• _TASK PROMPT_:
In the page on the Judge interface, write out everything from "This interface is" down to "Evaluators, Arize Phoenix." again, changing "experimental" to "in preview".

• _READING PASSAGE_:
————

Judge
LLM-as-judge evaluation — score agent output against quality criteria using configurable models, rubrics, and pass/fail thresholds.
This interface is experimental. No real implementation exists yet. The API shape may change before stabilization.
Overview
Judge is the checks-phase interface for LLM-as-judge evaluation. It uses a model to score agent output against quality criteria, returning a numeric score (0–1), a pass/fail result, and natural-language reasoning. Results can optionally include a per-criterion breakdown via ruleResults, feed into audit records, and trigger approval flows when a score falls below threshold.
Provider analogues: OpenAI Evals, Braintrust Scorers, LangSmith Evaluators, Arize Phoenix.

————

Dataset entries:
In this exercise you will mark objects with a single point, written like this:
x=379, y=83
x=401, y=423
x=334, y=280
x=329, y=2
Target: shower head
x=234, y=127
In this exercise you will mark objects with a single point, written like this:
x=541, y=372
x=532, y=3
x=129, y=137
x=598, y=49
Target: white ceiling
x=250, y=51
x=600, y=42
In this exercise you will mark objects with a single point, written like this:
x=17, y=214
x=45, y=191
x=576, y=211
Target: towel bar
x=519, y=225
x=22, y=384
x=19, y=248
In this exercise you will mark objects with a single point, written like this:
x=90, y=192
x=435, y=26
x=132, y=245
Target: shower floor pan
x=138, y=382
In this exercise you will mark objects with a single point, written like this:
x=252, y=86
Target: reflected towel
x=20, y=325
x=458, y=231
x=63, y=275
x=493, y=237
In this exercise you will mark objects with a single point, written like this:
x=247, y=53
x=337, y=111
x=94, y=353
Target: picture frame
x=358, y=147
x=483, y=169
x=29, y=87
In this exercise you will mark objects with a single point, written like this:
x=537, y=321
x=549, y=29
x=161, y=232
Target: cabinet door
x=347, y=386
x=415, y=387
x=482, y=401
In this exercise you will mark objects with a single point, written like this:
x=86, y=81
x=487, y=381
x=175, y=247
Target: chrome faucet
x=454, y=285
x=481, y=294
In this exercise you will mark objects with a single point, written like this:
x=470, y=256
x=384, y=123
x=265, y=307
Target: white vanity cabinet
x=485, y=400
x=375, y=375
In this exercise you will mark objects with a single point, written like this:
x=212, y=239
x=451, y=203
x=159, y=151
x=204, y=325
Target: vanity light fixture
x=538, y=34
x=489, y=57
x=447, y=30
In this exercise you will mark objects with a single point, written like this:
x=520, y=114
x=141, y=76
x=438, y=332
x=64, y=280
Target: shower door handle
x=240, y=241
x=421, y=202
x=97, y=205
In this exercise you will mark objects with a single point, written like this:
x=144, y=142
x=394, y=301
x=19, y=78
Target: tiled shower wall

————

• _RESULT OF THE EXERCISE_:
This interface is in preview. No real implementation exists yet. The API shape may change before stabilization.
Overview
Judge is the checks-phase interface for LLM-as-judge evaluation. It uses a model to score agent output against quality criteria, returning a numeric score (0–1), a pass/fail result, and natural-language reasoning. Results can optionally include a per-criterion breakdown via ruleResults, feed into audit records, and trigger approval flows when a score falls below threshold.
Provider analogues: OpenAI Evals, Braintrust Scorers, LangSmith Evaluators, Arize Phoenix.